### Extract to read

****************************************

The Selling Synopsis



A lot of authors postpone writing the synopsis until, well, they can no longer avoid it. Many agents and editors require a synopsis with a query or submission, so alas, it can’t be postponed forever.
For myself, I’ve learned a little trick that helps. You may want to try it. Before you begin your story, write the synopsis. Impossible, you say. I’m a pantser. Well, I am too—a crossover, really, because I plot and it gets changed so much that it’s unrecognizable. However, the real advantage in writing a synopsis first is that it allows you to spot any weakness in the plot, before an agent sees it and sends a form letter your way.
A synopsis is not meant to be a chronicle of events, but rather a distillation of the novel. Forget anything but the main characters. The agent/editor only wants to know about them and the event that changed their lives. It’s like a book blurb without the hype, if you will. And always tell the ending.
For those of you who resist writing the synopsis first, an easy way to distill your novel is to make an outline of the finished book in Word. That will remind you, if you don’t have a detailed plot, what happens when. From there, you can strike what’s essential, and whittle it down that way. Sometimes I think I write better synopses than novels, because I get requests followed by a form letter, but again, that’s part of the business.
I’d love to know when you usually write a synopsis, so leave me a comment. I’m guessing most wait until the story is complete, but you may find writing it earlier serves as a guide and eliminates a sagging middle—which is another blog subject entirely.

14 comments:

Drue Allen said...

Joyce, I find the "outline in MSWord" idea fascinating. The most recent synopsis I wrote was AFTER I'd sold but before I received the advance money. : ) So yes, I was highly motivated. To tell the truth (hope no one high up is reading), I tend to make it up as I go, and know that I can change it later. But I like your idea to write in outline form, then delete the minor plot points. THAT I think I could do.

C.C. Harrison said...

I write my synopsis, or at least begin to write it, THE INSTANT an opening pitch line comes to me. That could be any time during the writing process, usually in the middle, rarely at the beginning. If I don't drop everything and begin my synopsis right then, the idea cools and eventually slips away. I never wait until the book is done to write the synopsis anymore. But then I'm a confirmed plotter, so always know where the story is going.

Joyce Moore said...

Drue: Now that's pushing it--after the contract! My synopses always get changed because, well, stuff happens, but it gives me a guideline--sorta like a malfunctioning GPS.

****************************************

### Stated goal 1
Answer these questions from the synopsis post:
(a) What does the post say a synopsis should always tell?
(b) In what program does the post suggest outlining the finished book?
(c) When does C.C. Harrison begin writing a synopsis?
### Stated goal 2
Decide whether each statement agrees with the synopsis post, and quote the words that settle it:
(a) A synopsis should cover the minor characters as well as the main ones.
(b) Drue Allen wrote the most recent synopsis before selling the book.
(c) C.C. Harrison is a confirmed plotter.
### Stated goal 3
Name every person whose comment appears in the synopsis post.
The data has no connection to the synopsis post.

****************************************

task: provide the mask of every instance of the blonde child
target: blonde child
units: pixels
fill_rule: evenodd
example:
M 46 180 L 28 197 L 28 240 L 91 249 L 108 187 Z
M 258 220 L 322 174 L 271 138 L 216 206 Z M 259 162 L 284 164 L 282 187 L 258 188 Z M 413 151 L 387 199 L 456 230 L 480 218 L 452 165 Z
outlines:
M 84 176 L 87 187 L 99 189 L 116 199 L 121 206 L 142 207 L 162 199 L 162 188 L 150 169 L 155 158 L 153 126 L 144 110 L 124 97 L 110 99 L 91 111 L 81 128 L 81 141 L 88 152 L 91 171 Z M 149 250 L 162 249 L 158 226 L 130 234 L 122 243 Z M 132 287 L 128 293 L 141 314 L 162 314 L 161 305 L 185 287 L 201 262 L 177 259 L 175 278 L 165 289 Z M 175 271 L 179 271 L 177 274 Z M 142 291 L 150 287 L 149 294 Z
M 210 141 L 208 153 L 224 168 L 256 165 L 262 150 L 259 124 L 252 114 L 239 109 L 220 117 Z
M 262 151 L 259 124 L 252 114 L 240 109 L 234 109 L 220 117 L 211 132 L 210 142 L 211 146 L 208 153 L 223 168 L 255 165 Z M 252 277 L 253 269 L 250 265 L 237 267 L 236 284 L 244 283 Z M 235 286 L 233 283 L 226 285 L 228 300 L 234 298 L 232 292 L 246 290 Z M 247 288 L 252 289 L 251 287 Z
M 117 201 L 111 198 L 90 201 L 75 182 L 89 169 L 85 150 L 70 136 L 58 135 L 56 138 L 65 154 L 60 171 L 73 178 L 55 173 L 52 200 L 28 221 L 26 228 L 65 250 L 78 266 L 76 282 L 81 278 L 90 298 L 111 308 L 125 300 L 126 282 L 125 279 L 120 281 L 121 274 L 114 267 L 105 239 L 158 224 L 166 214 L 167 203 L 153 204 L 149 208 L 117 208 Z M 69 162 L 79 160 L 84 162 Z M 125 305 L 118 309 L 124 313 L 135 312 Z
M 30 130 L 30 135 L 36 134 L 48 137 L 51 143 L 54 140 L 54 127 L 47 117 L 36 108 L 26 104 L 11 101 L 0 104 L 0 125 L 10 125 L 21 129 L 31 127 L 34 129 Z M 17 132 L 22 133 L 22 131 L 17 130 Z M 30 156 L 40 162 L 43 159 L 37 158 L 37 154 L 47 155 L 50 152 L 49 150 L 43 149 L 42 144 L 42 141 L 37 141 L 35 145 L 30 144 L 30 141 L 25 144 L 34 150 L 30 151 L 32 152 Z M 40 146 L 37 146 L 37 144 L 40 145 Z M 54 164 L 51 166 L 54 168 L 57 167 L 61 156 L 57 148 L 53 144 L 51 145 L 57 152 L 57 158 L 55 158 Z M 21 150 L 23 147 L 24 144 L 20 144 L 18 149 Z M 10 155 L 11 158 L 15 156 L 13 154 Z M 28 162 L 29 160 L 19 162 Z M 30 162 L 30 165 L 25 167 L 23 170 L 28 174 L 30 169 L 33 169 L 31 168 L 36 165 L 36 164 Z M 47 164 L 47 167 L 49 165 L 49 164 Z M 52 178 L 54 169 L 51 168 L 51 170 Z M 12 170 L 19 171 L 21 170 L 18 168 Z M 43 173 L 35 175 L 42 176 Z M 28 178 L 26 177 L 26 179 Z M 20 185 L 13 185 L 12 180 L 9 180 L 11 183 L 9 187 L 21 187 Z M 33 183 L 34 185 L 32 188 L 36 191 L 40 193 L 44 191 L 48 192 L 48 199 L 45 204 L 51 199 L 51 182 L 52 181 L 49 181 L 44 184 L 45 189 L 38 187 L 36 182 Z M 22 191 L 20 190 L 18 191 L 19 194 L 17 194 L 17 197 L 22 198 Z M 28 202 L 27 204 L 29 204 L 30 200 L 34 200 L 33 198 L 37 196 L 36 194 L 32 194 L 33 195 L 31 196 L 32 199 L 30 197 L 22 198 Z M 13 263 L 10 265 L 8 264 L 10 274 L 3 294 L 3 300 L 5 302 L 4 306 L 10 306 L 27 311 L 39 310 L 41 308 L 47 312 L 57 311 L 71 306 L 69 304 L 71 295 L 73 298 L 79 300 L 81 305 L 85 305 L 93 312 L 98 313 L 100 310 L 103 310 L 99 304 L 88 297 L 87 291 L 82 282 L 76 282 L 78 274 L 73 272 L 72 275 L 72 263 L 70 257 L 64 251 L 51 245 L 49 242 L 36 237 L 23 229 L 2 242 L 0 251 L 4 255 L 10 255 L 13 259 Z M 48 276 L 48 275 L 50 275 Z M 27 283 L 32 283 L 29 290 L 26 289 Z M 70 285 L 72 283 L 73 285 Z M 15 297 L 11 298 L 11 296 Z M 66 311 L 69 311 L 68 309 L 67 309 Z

****************************************

### Task result 1
(a) The ending.
(b) Word.
(c) The instant an opening pitch line comes to mind.

### Task result 2
(a) No: "Forget anything but the main characters."
(b) No: "The most recent synopsis I wrote was AFTER I'd sold but before I received the advance money."
(c) Yes: "But then I'm a confirmed plotter, so always know where the story is going."

### Task result 3
Drue Allen, C.C. Harrison, Joyce Moore